### [SUPPLIED DATA]

****

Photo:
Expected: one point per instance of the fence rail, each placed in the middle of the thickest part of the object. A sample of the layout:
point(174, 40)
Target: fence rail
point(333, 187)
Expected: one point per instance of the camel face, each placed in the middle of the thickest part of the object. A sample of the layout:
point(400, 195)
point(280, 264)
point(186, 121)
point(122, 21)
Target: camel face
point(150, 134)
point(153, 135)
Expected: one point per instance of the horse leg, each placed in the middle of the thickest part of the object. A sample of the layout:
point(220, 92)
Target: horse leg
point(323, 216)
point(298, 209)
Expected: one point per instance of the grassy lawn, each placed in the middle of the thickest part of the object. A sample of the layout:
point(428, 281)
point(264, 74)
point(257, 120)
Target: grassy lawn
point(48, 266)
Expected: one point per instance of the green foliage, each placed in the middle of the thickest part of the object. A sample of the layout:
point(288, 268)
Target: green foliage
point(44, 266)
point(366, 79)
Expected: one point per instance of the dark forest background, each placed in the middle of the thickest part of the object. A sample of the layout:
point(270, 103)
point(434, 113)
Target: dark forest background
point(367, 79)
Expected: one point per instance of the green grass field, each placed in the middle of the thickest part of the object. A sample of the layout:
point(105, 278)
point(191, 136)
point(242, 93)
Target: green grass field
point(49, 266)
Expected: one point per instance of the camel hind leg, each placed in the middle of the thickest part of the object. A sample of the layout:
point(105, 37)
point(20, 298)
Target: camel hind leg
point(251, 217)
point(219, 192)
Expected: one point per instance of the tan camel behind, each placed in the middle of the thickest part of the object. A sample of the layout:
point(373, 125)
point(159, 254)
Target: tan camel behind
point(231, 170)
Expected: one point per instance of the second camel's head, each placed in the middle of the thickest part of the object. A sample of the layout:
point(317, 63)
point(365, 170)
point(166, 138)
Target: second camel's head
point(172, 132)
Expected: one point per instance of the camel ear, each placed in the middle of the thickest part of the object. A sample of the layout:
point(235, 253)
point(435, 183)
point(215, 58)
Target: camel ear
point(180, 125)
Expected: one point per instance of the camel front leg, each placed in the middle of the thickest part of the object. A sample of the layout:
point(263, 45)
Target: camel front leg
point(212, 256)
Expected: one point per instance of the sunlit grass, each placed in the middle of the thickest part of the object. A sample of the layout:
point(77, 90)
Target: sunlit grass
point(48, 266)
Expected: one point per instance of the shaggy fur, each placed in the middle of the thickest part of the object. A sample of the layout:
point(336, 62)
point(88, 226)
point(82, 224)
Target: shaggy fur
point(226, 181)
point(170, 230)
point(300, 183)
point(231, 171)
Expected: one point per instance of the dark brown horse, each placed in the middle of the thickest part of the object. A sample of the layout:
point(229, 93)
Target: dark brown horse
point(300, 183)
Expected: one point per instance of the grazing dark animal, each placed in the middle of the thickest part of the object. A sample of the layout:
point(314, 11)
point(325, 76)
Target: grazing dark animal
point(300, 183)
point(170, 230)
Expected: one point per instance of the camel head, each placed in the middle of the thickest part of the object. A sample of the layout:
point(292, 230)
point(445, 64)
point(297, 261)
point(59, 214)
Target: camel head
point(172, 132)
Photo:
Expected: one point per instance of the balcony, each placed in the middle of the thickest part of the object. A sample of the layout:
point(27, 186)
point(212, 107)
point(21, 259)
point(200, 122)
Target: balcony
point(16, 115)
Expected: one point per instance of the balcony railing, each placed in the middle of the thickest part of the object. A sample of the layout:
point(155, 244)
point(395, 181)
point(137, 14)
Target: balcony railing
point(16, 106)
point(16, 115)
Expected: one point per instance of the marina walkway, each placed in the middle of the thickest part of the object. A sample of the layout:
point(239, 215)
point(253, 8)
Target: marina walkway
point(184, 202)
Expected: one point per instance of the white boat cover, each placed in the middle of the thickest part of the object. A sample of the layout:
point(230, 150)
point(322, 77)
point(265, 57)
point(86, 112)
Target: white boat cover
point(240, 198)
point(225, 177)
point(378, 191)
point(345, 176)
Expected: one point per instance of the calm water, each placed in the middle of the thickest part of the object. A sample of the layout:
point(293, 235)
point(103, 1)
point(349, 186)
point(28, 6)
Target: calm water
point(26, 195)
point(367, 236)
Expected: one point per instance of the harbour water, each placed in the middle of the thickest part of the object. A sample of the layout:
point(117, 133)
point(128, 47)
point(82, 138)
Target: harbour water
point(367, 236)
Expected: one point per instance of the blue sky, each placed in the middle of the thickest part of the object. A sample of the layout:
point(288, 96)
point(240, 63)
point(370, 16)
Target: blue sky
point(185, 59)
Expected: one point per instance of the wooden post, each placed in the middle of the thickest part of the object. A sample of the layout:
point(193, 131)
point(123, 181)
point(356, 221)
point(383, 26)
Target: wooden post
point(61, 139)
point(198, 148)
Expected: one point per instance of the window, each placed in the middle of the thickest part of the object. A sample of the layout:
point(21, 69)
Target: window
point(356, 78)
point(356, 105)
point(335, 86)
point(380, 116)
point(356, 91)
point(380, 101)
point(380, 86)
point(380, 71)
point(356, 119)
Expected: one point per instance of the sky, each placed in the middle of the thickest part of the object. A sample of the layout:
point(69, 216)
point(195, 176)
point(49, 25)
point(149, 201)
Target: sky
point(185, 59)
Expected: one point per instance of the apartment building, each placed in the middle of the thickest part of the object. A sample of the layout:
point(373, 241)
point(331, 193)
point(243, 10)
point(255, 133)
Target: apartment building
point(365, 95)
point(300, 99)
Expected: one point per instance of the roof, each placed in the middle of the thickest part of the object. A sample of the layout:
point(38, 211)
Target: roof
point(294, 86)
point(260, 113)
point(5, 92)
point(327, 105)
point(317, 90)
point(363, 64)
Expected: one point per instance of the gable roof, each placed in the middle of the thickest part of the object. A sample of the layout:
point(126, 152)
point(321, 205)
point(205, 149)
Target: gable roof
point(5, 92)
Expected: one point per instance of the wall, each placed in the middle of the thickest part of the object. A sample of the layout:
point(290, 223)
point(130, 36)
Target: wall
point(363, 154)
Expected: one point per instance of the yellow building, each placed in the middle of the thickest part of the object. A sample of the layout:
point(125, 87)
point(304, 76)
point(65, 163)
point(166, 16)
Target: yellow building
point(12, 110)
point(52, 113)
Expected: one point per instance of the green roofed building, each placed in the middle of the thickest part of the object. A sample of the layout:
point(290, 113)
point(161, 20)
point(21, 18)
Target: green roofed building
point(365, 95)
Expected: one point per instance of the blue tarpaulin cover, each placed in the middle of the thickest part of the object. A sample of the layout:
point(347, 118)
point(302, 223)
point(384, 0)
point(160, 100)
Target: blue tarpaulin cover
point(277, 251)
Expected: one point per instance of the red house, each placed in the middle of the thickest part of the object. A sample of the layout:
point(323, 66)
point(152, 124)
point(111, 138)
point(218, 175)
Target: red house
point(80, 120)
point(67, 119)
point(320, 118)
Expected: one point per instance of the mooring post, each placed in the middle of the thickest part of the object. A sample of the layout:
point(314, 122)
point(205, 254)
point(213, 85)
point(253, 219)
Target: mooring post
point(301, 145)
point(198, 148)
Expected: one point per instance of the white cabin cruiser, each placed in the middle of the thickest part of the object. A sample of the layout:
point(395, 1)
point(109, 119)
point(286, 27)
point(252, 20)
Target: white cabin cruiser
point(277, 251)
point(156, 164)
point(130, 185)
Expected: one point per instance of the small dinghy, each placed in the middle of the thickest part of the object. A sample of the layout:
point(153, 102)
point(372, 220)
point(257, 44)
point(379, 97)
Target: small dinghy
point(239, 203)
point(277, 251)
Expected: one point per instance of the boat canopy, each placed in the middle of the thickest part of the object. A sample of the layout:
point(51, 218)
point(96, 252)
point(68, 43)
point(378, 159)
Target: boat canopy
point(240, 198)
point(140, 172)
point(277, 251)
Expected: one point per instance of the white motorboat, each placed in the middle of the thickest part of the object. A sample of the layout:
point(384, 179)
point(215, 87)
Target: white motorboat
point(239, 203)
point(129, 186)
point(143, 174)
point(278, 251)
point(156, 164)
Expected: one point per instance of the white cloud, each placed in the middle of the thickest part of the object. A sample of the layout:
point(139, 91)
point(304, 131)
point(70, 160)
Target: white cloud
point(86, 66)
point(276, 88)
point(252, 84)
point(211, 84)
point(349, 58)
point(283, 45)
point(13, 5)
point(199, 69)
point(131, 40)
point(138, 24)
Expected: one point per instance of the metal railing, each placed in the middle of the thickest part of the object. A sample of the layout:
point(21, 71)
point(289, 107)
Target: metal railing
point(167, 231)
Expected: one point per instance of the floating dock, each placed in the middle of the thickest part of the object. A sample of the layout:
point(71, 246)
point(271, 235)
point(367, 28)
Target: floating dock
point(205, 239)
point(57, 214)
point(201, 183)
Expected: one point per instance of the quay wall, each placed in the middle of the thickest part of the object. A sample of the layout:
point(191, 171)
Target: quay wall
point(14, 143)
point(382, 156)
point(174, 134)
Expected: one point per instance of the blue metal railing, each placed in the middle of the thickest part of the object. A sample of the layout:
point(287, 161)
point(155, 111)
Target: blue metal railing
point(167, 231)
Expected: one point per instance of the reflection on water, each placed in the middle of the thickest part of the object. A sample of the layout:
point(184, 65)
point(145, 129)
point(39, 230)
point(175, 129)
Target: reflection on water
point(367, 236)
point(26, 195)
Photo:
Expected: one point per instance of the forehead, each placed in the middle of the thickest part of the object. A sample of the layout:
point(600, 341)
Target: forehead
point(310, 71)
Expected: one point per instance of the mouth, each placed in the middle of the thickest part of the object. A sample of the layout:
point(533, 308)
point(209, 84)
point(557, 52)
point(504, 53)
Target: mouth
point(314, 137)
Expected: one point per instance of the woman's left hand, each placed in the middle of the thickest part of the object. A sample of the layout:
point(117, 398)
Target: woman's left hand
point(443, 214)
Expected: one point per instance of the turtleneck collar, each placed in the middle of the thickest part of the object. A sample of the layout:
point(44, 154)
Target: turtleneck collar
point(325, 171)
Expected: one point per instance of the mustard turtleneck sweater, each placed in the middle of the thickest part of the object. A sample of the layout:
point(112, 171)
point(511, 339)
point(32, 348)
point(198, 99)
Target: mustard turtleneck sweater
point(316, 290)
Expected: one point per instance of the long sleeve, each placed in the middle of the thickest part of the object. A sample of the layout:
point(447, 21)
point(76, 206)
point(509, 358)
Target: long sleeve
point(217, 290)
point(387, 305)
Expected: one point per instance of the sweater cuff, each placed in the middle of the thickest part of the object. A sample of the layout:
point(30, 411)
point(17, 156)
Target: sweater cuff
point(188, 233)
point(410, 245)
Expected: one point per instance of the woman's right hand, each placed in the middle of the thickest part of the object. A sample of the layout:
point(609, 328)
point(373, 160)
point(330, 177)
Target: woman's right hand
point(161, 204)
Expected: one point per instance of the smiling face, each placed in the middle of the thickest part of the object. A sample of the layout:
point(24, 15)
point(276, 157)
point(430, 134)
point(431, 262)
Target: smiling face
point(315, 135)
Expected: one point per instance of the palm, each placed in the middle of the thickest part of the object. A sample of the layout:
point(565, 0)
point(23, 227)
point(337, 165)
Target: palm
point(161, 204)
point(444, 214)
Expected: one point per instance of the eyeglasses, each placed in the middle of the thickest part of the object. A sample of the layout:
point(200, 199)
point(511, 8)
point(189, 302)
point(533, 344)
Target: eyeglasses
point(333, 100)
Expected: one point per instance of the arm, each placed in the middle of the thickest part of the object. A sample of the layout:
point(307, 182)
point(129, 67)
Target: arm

****

### [THE EXERCISE]
Repeat the lines above word for word, from the line containing "Expected: one point per instance of the camel hind" up to and including the line containing "point(219, 192)".

### [ANSWER BELOW]
Expected: one point per instance of the camel hind leg, each placed in the middle of the thickest part of the object. A sample of the layout:
point(105, 37)
point(20, 298)
Target: camel hind leg
point(251, 217)
point(219, 192)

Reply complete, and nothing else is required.